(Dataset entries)
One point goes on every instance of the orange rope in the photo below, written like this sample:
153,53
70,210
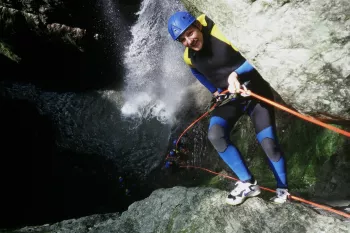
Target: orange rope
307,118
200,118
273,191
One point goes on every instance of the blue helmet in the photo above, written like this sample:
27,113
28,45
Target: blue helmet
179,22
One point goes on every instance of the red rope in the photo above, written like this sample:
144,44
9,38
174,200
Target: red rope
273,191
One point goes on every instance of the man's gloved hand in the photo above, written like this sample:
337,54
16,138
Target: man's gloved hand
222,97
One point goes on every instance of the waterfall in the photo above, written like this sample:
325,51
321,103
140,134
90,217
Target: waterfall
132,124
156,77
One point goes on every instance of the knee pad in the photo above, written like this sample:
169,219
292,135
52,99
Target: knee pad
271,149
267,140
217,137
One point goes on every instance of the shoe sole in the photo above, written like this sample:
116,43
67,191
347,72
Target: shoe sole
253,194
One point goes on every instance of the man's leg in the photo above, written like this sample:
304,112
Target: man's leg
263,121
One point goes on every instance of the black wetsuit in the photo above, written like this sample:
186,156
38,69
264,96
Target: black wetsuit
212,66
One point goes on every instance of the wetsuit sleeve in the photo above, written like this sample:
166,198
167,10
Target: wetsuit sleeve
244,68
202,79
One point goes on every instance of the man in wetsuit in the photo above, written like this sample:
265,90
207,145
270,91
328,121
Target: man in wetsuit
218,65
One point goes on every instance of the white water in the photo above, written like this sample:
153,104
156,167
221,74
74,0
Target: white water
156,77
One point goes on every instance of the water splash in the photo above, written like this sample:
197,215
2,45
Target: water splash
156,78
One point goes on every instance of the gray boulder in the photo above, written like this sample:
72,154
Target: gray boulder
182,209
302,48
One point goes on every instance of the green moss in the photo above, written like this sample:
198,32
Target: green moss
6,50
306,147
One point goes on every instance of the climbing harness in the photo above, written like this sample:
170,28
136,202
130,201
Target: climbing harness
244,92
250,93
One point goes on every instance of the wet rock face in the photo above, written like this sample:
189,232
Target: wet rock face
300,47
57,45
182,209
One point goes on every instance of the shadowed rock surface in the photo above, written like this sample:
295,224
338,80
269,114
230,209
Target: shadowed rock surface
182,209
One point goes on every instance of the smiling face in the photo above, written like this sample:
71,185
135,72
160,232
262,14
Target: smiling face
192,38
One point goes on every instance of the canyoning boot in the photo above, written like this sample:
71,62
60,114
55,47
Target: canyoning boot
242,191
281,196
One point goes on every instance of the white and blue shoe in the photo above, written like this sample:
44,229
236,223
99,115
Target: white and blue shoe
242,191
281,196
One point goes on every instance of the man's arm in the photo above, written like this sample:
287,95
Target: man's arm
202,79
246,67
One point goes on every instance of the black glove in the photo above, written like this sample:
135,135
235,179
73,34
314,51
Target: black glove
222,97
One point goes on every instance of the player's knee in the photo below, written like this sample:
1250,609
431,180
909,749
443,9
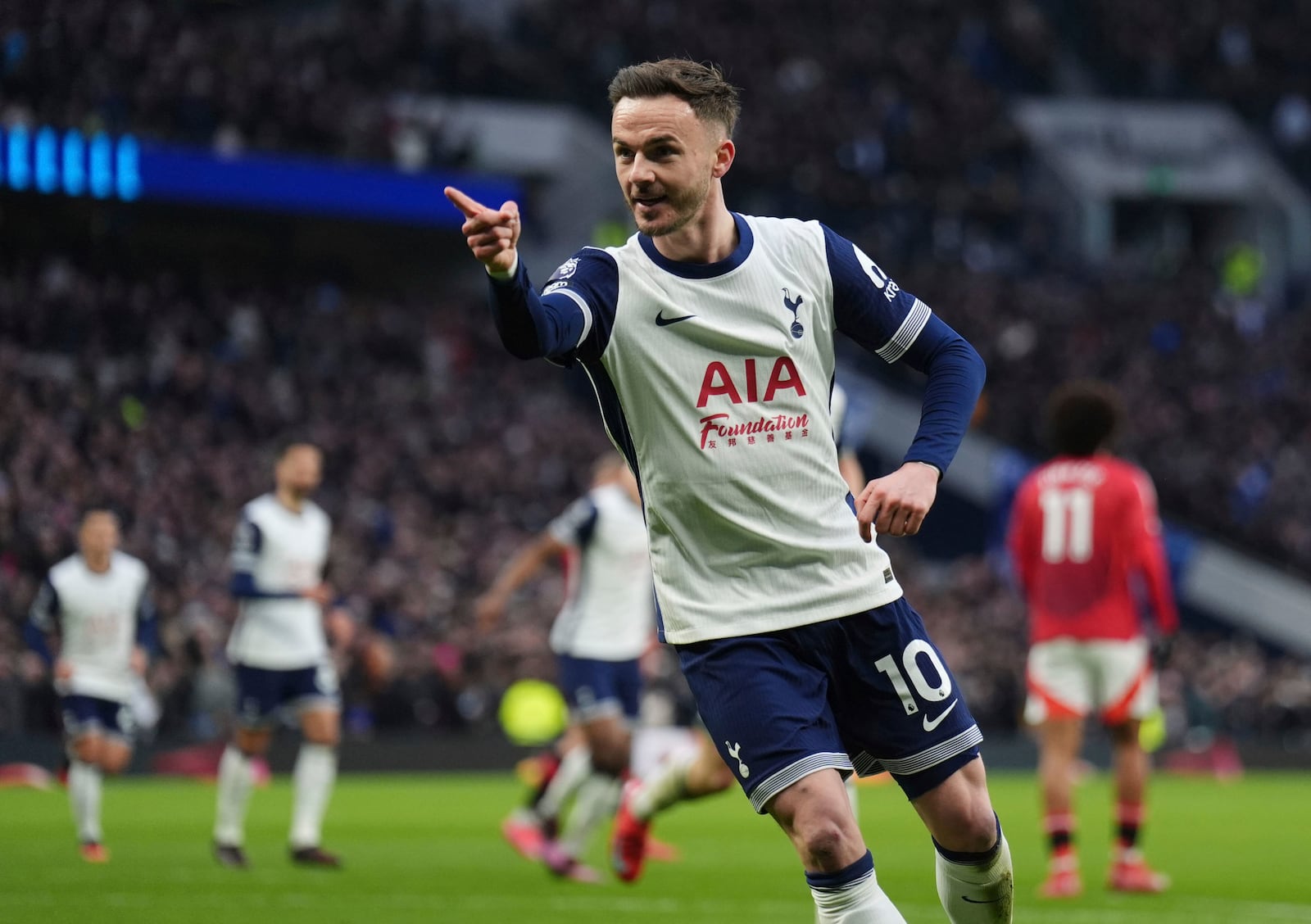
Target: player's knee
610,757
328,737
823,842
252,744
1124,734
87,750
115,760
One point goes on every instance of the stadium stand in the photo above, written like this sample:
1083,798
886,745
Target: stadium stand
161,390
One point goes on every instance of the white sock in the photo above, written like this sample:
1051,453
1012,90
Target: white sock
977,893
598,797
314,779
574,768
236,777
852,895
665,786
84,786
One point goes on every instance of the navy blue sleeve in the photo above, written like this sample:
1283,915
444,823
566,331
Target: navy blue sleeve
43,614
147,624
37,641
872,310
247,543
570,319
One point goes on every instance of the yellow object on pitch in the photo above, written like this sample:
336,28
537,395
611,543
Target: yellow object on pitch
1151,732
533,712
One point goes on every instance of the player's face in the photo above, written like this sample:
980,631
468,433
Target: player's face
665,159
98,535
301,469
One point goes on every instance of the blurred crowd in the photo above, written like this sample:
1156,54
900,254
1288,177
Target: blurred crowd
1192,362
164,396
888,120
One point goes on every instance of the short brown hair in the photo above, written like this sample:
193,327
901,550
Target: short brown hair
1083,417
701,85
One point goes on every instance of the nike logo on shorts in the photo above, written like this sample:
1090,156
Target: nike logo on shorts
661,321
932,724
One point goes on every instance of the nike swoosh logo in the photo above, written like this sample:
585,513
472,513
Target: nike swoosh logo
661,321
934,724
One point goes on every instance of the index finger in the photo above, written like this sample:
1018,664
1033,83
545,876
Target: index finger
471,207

--

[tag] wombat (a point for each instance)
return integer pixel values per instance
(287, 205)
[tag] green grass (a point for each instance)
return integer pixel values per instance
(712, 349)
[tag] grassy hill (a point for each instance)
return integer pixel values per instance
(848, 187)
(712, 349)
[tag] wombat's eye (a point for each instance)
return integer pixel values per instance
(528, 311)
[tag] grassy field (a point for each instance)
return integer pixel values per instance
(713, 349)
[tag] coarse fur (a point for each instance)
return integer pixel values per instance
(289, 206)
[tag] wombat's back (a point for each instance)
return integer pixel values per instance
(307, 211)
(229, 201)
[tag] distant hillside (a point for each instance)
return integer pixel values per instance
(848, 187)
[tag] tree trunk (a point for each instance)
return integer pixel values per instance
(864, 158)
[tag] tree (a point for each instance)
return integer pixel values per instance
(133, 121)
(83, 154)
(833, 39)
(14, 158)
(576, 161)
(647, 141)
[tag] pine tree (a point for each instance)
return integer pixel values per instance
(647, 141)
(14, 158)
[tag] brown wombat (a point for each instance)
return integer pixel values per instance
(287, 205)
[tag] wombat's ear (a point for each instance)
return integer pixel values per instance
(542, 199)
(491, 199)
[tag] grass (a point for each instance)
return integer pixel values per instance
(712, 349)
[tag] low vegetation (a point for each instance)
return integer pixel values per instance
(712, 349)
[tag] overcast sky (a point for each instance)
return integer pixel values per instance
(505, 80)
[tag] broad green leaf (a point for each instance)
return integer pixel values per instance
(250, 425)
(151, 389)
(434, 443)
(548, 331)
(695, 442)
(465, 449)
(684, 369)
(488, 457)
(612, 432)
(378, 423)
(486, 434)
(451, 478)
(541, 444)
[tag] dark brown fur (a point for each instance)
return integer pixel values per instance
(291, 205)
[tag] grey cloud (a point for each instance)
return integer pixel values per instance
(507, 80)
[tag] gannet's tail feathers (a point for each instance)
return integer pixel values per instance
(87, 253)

▶ [WORK ITEM] Every line that holds the word "below" should be copied from the records.

▶ [RESULT FOR THIS TASK]
One point goes on every instance of the orange rope in the photo below, written like this sample:
One point goes on every instance of the player's knee in the photo below, written like this sample:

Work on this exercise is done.